● EXCERPTED DATA:
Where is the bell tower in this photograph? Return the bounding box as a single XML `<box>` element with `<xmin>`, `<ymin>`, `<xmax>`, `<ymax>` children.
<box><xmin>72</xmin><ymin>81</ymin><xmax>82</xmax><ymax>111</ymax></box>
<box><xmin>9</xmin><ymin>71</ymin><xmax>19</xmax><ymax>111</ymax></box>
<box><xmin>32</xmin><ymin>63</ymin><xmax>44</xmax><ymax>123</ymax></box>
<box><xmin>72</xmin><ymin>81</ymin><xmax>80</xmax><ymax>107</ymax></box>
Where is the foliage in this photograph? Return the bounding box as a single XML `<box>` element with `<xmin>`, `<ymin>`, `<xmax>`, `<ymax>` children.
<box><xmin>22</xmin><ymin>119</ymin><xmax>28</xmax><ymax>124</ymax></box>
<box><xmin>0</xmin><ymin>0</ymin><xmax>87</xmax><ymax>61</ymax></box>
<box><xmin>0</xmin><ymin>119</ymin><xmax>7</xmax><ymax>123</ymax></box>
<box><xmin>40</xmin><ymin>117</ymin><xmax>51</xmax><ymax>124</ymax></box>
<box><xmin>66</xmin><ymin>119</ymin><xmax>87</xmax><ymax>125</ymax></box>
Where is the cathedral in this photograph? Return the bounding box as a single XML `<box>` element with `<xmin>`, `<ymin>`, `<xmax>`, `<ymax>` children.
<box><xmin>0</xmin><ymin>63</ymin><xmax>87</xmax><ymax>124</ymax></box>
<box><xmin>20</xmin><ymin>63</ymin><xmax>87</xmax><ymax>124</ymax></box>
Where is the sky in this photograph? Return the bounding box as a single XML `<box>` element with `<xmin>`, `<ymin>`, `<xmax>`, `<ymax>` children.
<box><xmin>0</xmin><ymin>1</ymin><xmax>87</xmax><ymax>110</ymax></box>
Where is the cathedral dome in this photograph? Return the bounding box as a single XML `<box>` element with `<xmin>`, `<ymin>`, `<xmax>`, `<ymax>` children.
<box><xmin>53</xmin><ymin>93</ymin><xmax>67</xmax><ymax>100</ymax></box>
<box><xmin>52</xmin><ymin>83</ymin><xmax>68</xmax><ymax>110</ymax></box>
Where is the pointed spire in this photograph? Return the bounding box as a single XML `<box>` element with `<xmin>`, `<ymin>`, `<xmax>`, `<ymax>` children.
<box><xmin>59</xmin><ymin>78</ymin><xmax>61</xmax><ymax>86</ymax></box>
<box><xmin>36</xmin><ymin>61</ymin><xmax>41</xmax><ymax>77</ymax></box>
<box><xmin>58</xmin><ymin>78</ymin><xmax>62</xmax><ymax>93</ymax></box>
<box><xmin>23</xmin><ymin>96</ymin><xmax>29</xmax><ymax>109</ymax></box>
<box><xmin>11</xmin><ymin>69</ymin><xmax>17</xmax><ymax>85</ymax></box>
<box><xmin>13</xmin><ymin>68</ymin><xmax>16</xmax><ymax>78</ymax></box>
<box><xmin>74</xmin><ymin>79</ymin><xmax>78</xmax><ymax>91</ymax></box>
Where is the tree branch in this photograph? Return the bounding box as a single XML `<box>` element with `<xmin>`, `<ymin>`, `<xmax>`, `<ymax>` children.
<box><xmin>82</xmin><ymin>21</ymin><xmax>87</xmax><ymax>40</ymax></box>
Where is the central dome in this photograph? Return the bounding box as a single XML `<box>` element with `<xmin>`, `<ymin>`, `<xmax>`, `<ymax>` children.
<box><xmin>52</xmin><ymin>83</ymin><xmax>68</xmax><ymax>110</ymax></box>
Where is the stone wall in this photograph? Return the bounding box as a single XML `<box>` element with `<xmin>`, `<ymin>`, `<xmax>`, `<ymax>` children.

● PROBLEM DETAILS: All of the material should appear again, reproduced word for word.

● TASK OUTPUT:
Where is the bell tower in this photograph? Return the bounding box as a single XML `<box>` element with `<xmin>`, `<ymin>`, `<xmax>`, `<ymax>` children.
<box><xmin>72</xmin><ymin>81</ymin><xmax>82</xmax><ymax>111</ymax></box>
<box><xmin>9</xmin><ymin>71</ymin><xmax>19</xmax><ymax>111</ymax></box>
<box><xmin>32</xmin><ymin>63</ymin><xmax>44</xmax><ymax>123</ymax></box>
<box><xmin>72</xmin><ymin>81</ymin><xmax>80</xmax><ymax>107</ymax></box>
Where is the foliage in this photograph? Return the bounding box as a single XML `<box>` element with `<xmin>`, `<ymin>`, `<xmax>`, `<ymax>` children.
<box><xmin>22</xmin><ymin>119</ymin><xmax>28</xmax><ymax>124</ymax></box>
<box><xmin>0</xmin><ymin>0</ymin><xmax>87</xmax><ymax>61</ymax></box>
<box><xmin>0</xmin><ymin>119</ymin><xmax>7</xmax><ymax>123</ymax></box>
<box><xmin>40</xmin><ymin>117</ymin><xmax>51</xmax><ymax>124</ymax></box>
<box><xmin>66</xmin><ymin>119</ymin><xmax>87</xmax><ymax>125</ymax></box>
Where is the cathedral in this photograph? Return the bounding box as a single XML `<box>` element with `<xmin>`, `<ymin>`, `<xmax>`, `<ymax>` children.
<box><xmin>0</xmin><ymin>63</ymin><xmax>87</xmax><ymax>124</ymax></box>
<box><xmin>20</xmin><ymin>63</ymin><xmax>87</xmax><ymax>124</ymax></box>
Where is the sky in this photograph? Return the bounding box as a single XML `<box>` element with `<xmin>`, `<ymin>`, `<xmax>`, `<ymax>` children.
<box><xmin>0</xmin><ymin>1</ymin><xmax>87</xmax><ymax>110</ymax></box>
Where is the cathedral dome in this photograph? Return the bounding box as a single XML `<box>` element with `<xmin>`, `<ymin>`, `<xmax>`, `<ymax>` children.
<box><xmin>53</xmin><ymin>93</ymin><xmax>67</xmax><ymax>100</ymax></box>
<box><xmin>52</xmin><ymin>83</ymin><xmax>68</xmax><ymax>110</ymax></box>
Where is the pointed spire in this photograph? Return the bounding box as a single XML `<box>` element with `<xmin>`, `<ymin>`, `<xmax>`, `<ymax>` children.
<box><xmin>59</xmin><ymin>78</ymin><xmax>61</xmax><ymax>86</ymax></box>
<box><xmin>36</xmin><ymin>61</ymin><xmax>41</xmax><ymax>77</ymax></box>
<box><xmin>58</xmin><ymin>78</ymin><xmax>62</xmax><ymax>93</ymax></box>
<box><xmin>23</xmin><ymin>96</ymin><xmax>29</xmax><ymax>109</ymax></box>
<box><xmin>11</xmin><ymin>69</ymin><xmax>17</xmax><ymax>85</ymax></box>
<box><xmin>13</xmin><ymin>68</ymin><xmax>16</xmax><ymax>78</ymax></box>
<box><xmin>74</xmin><ymin>79</ymin><xmax>78</xmax><ymax>91</ymax></box>
Where is the tree branch in this photograph? Return the bounding box as a single XML `<box>` element with `<xmin>`, `<ymin>`, `<xmax>`, `<ymax>` children.
<box><xmin>82</xmin><ymin>21</ymin><xmax>87</xmax><ymax>40</ymax></box>
Where is the central dome in this photograph? Return the bounding box as a single XML `<box>` element with `<xmin>`, `<ymin>`, `<xmax>`, `<ymax>` children.
<box><xmin>52</xmin><ymin>83</ymin><xmax>68</xmax><ymax>110</ymax></box>
Where is the stone wall in this photograph? Return the bounding box as a single XML `<box>` element with `<xmin>`, `<ymin>`, `<xmax>`, `<ymax>` children.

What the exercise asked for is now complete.